[Source data]

BEGIN

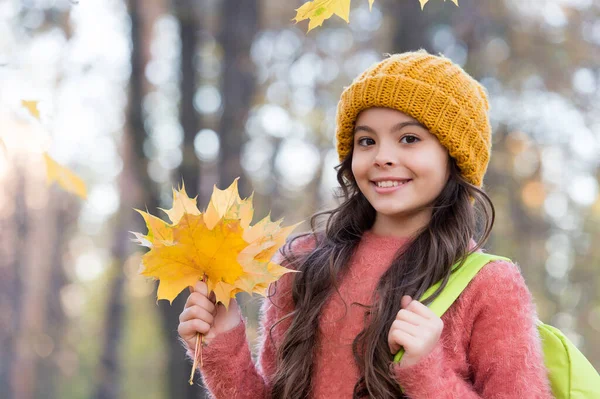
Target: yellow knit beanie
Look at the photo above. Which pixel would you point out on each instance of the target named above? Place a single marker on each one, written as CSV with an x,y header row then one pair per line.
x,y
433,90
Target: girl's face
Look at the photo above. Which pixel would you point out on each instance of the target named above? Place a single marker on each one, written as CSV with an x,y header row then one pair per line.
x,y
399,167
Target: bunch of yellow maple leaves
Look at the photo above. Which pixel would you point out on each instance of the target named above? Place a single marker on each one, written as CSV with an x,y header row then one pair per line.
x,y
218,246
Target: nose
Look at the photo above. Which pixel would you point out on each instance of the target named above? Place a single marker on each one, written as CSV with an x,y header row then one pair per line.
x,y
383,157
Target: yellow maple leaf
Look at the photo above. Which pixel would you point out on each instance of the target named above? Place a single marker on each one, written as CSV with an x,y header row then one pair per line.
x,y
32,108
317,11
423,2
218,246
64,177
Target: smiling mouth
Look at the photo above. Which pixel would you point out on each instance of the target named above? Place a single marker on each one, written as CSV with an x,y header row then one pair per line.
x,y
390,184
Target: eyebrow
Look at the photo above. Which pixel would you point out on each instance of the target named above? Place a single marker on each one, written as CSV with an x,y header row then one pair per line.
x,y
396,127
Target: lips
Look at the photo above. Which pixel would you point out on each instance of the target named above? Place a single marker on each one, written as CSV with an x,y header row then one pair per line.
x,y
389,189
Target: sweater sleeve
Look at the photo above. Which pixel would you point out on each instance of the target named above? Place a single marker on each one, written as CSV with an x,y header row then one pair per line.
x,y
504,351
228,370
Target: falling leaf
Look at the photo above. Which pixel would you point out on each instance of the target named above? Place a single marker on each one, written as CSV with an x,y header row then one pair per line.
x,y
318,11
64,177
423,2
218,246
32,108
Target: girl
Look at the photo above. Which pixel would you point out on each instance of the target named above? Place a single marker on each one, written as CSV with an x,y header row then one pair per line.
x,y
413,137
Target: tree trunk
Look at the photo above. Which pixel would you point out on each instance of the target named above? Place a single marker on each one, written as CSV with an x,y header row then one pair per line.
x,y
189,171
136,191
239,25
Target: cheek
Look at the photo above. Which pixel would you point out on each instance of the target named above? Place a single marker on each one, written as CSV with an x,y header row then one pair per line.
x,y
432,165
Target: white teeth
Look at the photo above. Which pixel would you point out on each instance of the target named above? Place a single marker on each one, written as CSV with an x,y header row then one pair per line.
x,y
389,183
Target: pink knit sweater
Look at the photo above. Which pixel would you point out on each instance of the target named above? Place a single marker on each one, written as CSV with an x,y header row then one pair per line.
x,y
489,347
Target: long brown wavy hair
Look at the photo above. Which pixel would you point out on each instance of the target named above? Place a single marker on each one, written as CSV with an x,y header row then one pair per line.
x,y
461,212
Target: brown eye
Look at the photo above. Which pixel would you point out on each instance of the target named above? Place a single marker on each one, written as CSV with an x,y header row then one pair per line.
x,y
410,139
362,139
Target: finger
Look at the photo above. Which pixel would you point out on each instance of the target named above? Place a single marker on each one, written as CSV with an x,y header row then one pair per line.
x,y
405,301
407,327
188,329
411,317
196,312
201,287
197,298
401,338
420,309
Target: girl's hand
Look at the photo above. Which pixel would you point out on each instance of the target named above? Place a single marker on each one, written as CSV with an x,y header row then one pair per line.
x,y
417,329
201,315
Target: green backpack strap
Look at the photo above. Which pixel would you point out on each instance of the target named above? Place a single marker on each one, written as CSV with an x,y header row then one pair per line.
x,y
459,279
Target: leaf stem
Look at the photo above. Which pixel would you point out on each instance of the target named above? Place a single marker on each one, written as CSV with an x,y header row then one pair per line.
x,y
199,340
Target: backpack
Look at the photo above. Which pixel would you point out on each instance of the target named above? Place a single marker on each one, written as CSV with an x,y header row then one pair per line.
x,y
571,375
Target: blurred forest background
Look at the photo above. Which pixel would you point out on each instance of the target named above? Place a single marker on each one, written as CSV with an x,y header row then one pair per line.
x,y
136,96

END
BEGIN

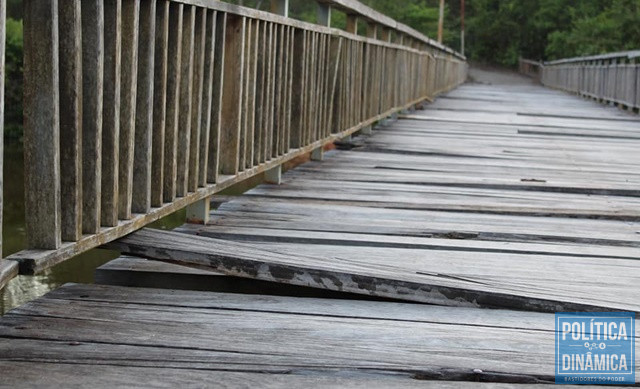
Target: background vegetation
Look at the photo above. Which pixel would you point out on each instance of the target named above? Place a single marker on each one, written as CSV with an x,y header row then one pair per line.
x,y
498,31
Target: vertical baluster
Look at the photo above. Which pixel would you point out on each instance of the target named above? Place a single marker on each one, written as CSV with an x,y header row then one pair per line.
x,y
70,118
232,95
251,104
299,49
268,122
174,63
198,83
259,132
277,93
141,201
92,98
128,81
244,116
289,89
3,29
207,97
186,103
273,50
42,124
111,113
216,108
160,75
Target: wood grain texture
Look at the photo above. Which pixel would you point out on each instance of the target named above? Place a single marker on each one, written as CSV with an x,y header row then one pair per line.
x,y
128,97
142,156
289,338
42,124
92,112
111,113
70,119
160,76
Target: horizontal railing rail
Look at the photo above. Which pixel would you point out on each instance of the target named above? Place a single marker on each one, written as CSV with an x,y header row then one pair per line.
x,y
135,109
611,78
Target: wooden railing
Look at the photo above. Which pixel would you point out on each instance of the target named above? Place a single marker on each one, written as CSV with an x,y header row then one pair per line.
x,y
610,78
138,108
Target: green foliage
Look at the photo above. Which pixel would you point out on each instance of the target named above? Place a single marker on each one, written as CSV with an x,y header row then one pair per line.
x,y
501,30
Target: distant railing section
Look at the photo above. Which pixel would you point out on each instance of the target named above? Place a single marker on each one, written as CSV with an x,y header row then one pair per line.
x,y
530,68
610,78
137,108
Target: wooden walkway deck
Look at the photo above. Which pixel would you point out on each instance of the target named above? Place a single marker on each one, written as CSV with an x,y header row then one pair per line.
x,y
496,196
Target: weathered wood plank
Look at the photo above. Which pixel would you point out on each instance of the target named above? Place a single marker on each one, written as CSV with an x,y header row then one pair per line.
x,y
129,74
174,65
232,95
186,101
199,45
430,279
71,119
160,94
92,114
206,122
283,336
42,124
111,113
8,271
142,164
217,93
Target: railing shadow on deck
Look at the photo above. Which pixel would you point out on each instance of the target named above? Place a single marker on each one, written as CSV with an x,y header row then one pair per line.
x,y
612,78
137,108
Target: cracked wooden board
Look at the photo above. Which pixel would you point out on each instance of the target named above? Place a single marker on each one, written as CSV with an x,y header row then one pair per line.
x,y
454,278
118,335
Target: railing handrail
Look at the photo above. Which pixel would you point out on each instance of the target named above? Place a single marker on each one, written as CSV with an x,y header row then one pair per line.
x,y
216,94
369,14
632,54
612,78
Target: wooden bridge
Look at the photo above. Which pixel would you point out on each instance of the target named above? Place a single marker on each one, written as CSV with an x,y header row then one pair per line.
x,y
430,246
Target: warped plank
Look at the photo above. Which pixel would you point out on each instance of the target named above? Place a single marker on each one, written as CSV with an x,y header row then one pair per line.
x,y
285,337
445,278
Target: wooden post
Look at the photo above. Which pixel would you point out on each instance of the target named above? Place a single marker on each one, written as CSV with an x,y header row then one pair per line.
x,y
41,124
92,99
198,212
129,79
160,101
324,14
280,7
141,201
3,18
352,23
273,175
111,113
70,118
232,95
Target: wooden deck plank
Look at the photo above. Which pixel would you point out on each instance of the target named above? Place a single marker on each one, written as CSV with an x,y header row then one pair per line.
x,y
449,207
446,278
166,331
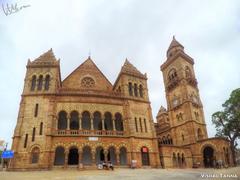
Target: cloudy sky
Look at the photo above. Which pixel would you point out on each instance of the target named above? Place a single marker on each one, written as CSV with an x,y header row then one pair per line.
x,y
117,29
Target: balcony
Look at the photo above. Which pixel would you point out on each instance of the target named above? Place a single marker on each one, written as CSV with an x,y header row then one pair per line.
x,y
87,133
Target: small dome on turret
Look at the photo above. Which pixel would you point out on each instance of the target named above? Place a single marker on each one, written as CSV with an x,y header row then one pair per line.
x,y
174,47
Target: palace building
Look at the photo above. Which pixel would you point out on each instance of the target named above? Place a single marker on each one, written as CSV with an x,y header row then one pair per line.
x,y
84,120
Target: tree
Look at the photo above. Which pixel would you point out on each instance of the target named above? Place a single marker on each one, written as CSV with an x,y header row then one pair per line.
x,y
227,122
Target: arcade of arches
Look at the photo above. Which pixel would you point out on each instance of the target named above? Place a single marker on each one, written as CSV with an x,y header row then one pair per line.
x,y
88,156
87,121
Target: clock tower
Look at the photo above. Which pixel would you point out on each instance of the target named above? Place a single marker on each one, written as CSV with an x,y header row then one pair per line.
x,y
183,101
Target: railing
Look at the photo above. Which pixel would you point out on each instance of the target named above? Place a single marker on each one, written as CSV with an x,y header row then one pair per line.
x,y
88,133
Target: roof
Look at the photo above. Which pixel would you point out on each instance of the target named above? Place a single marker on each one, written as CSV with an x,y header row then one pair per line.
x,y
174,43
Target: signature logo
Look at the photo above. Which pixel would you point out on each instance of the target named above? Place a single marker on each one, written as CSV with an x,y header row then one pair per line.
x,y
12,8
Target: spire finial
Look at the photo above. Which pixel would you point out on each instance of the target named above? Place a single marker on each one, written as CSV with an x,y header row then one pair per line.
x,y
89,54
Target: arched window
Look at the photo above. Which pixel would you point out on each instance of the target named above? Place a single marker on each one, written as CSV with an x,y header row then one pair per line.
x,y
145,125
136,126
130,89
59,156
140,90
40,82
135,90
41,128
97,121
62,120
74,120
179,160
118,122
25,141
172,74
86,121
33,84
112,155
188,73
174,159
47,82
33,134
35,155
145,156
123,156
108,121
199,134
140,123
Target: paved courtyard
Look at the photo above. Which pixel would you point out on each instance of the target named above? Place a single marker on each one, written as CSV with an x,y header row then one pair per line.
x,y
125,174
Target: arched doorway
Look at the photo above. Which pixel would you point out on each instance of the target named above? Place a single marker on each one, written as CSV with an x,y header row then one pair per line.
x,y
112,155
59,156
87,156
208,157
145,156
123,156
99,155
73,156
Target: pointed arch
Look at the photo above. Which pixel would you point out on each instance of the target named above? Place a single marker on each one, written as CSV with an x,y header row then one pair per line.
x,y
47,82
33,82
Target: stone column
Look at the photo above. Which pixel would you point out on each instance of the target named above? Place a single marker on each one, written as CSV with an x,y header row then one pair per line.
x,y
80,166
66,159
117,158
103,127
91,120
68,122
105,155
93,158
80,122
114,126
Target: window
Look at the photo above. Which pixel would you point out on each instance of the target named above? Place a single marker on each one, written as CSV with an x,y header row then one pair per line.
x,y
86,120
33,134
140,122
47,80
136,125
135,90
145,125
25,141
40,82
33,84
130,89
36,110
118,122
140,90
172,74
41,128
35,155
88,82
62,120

END

What is expected
Scan the lines above for "knit", then copy every one that has it.

Response box
Target: yellow knit beanie
Target: pink knit sweater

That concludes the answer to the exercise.